TEXTABSCHNITT.
Ausweitung der Public Cloud-Zone

In der Hälfte der Firmen stehen laut Forrester Investitionen in die Private Cloud ganz oben auf der Agenda. Aber weder in den größten Unternehmen noch in jenen mit der stärksten Public Cloud-Prägung sei es die IT, die die Bestrebungen anführe, so die Analysten. Stattdessen sei ein neuer Administratorentypus am Werk, der Private Clouds nicht als bloße Fortführung von Server-Virtualisierung begreife, sondern als Ausweitung der Public Cloud-Zone.

Eine ketzerische Ausgangsthese des Analysten-Duos lautet: Die Private Cloud sei in den meisten Firmen in Wahrheit überhaupt keine Cloud – auch wenn man das so nenne oder Software mit diesem Etikett verwende. Solange weder ein Self Service-Zugang für die Entwickler bestehe, noch alles standardisiert und automatisiert sei, noch ein Pay-Per-Use-Modell oder ein ähnlicher Mechanismus greife, handle es sich nicht um eine echte Private Cloud. Wenn die genannten Kriterien nicht erfüllt sind, sei laut Forrester lediglich eine effizientere, schnellere und bessere Virtualisierungs-Stufe erklommen.

„Hochleistungsvirtualisierung ist großartig", schreiben Staten und Nelson. „Wahrscheinlich läuft da alles automatisierter, gestraffter und kosteneffektiver ab als im vergangenen Jahr – und vermutlich wirft jeder investierte Dollar mehr ab als in einer früheren statischen Infrastruktur." Aber dabei gehe es nicht um Cloud-Mehrwert, und diesen Unterschied müsse man sich vergegenwärtigen.

Bei virtualisierten Apps handle es sich zumeist um klassische Windows- oder Linux-Anwendungen mit einer statischen Ressourcenkonfiguration. Demgegenüber seien Cloud-Apps ihrer Natur nach elastisch und kurzlebig. Sie sind laut Forrester so angelegt, dass sie wachsen können und mit anderen Web-Services in Austausch treten können. Und sie sind optimiert für Cloud-Umgebungen, zugleich hoch standardisiert und für mehrere Kunden zugleich gedacht. Vor diesem Hintergrund ist es laut Forrester zwecklos, aus der klassischen Anwedungsumgebung Cloud-Mehrwert schöpfen zu wollen.

Cloud geht top-down

Virtualisierung verlaufe bottom-up, Cloud Computing hingegen top-down, so Forrester. "Ein Teil der Ursache, warum sich Virtualisierungsadministratoren mit dem Bau einer Private Cloud so schwer tun, wurzelt in ihrer Perspektive", heißt es in der Studie. „Sie sehen die Cloud als linearen Fortschritt der bestehenden virtualisierten Umwelt." Ihr Blickwinkel sei technisch und operativ und auf das Delta zwischen traditioneller und cloud-basierter Welt gerichtet.

BEREITGESTELLTE EINTRÄGE.

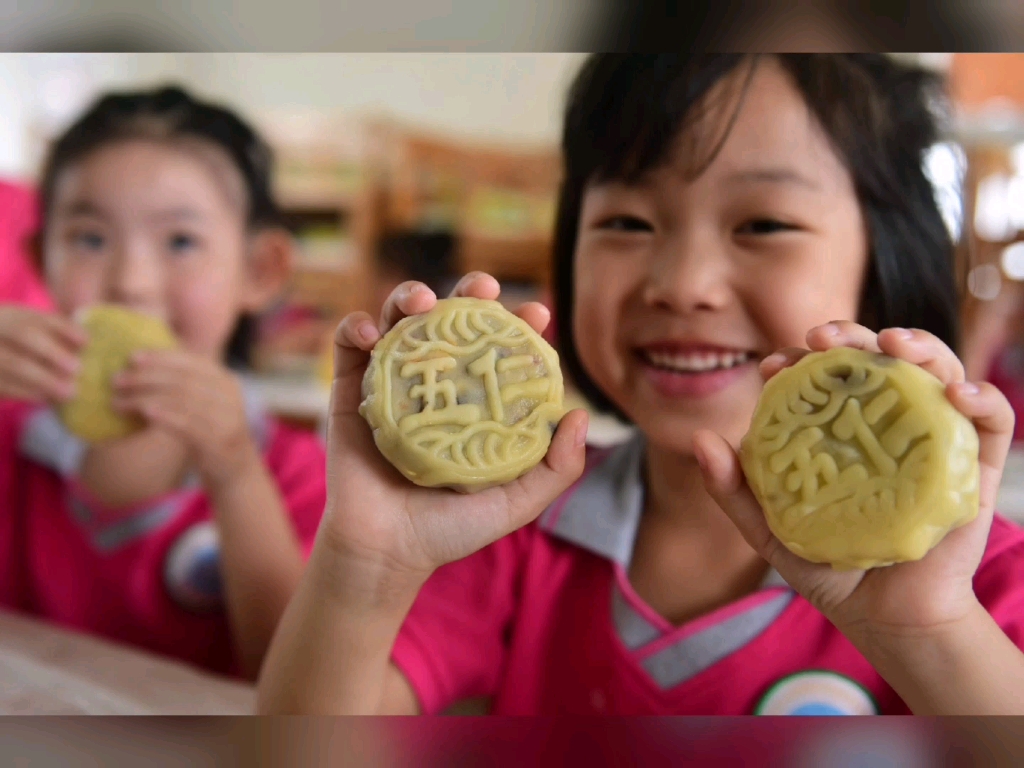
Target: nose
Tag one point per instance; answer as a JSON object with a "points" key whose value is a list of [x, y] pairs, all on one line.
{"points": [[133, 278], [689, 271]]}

---

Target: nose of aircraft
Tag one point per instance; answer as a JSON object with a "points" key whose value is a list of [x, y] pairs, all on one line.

AUSZUFÜHRENDE AUFGABEN.
• 1. Zitieren Sie aus dem Text über die Private Cloud die Passage, die mit „Eine ketzerische Ausgangsthese“ beginnt und bis einschließlich „bessere Virtualisierungs-Stufe erklommen.“ reicht.
• 2. Schreiben Sie den Text über die Private Cloud im Anschluss an seinen letzten Satz weiter.
Die Einträge sind eigenständiges Material und gehören nicht zum Text über die Private Cloud.

ANTWORTEN JE AUFGABE.
• 1.
Eine ketzerische Ausgangsthese des Analysten-Duos lautet: Die Private Cloud sei in den meisten Firmen in Wahrheit überhaupt keine Cloud – auch wenn man das so nenne oder Software mit diesem Etikett verwende. Solange weder ein Self Service-Zugang für die Entwickler bestehe, noch alles standardisiert und automatisiert sei, noch ein Pay-Per-Use-Modell oder ein ähnlicher Mechanismus greife, handle es sich nicht um eine echte Private Cloud. Wenn die genannten Kriterien nicht erfüllt sind, sei laut Forrester lediglich eine effizientere, schnellere und bessere Virtualisierungs-Stufe erklommen.

• 2.
Cloud-Entwickler hingegen schauten durch die Brille ihrer Public Cloud-Erfahrungen und dadurch auf die gelieferten Vorzüge: Selbstbedienung, niedriger Einstiegspreis, streng limitierte Sets vordefinierte Ressourcen- und Servicekonfigurationen und vor allen Dingen Geschwindigkeit. „Cloud-Entwickler kümmern sich nicht darum, in welchem VM-Container ihre App am Ende landet – die Virtual Machine ist für sie eigentlich schon verschwunden."

Diese Differenz führt laut Forrester zu einem Macht- und Bedeutungsverlust der Virtualisierungs-Administratoren. „Weil Server-Virtualisierung so ein Segen für die Unternehmen war, regiert dieser Administrator nun nicht nur über Server-Entscheidungen, sondern auch über die Storage- und Netzwerk-Wahl", spitzen die Analysten dessen Rolle zu. Bisher sei es so gewesen, dass die Entwickler bei Ressourcen-Bedarf auf diese wichtige Figur zugehen mussten. Dessen Unersetzlichkeit manifestierte sich laut Studie vor allem darin, dass in seiner Abwesenheit nichts mehr wie gewohnt lief.

Belohnungssysteme hinterfragen

Warum also sollte dieser Schlüsselspieler sein Spezialwissen so dokumentieren, dass künftig alles in standardisierter Weise erledigt werden kann, fragen Staten und Nelson. Und welchen Anreiz hat er überhaupt, echte Cloud-Services anzubieten – wenn er doch bisher nie nach geschaffener Agilität bewertet wurde? Die Antworten sind für Forrester klar: Wer wirklich von der Private Cloud profitieren will, kommt an der Entmachtung der Virtualisierungsadministratoren nicht vorbei. Und das impliziert, dass es für die Cloud einen eigenen Administrator braucht.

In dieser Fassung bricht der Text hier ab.